*Task goal:* Search term "door": copy each line of the records that contains it.

┌────────

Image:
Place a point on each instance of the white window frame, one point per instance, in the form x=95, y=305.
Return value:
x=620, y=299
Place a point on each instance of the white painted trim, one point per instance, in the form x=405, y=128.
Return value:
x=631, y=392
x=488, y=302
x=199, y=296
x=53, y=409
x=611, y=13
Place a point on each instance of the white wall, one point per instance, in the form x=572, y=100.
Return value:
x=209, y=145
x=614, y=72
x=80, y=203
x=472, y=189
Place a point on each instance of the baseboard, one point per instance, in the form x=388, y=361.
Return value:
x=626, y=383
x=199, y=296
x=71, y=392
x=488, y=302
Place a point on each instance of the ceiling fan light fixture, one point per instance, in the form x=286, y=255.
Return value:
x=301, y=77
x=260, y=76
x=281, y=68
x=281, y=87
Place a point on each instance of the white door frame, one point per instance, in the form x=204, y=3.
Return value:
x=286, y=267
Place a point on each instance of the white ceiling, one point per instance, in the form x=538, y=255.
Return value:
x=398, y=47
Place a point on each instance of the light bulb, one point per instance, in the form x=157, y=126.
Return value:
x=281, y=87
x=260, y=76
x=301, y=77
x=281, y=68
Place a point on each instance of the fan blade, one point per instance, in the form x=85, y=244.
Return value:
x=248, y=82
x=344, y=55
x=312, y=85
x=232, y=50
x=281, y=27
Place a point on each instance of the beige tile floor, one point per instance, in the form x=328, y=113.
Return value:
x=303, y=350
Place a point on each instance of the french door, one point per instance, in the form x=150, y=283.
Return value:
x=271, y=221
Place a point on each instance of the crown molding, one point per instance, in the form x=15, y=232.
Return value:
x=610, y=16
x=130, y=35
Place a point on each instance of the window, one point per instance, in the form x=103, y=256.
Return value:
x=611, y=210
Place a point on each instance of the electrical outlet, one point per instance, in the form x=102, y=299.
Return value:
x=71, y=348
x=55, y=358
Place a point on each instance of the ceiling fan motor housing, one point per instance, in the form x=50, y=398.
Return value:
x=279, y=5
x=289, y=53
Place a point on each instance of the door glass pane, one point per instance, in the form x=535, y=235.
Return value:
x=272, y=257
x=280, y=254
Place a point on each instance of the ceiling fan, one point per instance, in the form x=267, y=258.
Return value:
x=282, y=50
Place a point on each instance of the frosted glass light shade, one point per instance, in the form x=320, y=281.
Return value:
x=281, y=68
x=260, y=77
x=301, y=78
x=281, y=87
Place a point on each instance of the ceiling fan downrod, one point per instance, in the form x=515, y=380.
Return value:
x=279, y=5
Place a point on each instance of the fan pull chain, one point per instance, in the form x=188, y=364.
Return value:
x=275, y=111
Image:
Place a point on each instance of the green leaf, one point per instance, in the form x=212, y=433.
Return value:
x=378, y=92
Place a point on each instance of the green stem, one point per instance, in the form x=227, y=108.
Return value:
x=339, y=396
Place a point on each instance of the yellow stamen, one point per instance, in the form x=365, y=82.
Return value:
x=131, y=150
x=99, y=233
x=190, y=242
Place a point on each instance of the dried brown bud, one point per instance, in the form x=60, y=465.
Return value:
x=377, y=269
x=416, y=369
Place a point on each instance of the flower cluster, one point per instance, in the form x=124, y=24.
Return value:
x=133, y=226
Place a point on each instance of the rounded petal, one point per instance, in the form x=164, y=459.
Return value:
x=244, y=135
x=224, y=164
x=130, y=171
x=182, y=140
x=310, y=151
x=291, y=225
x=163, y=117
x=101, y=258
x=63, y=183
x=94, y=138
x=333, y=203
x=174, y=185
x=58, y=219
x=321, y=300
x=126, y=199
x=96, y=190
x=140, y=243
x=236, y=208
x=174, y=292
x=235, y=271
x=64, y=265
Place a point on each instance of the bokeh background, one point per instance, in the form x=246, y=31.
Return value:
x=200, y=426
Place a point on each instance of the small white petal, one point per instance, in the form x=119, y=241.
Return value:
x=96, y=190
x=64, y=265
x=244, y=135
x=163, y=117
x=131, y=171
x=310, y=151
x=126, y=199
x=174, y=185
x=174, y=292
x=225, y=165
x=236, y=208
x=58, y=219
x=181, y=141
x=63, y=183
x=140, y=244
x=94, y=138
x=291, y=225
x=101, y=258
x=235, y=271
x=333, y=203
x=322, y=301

└────────

*Answer section:*
Place a point on each instance of the white door frame, one point per instance, in the form x=204, y=3.
Place a point on each instance of the french door, one point per instance, in the form x=150, y=283.
Place a point on each instance of the door glass pane, one point per instance, in the form x=535, y=235.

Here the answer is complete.